Natural-language object grounding data
*** Block opens ***

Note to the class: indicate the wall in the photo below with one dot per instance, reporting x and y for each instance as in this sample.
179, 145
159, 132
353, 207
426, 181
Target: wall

*** Block closes ***

Write out every entry again, exactly as it appears.

Answer space
Note to the class: indicate the wall in the photo below with one dot per instance, reporting x and y for each instance as in this sample.
179, 145
159, 132
353, 207
426, 181
Target: wall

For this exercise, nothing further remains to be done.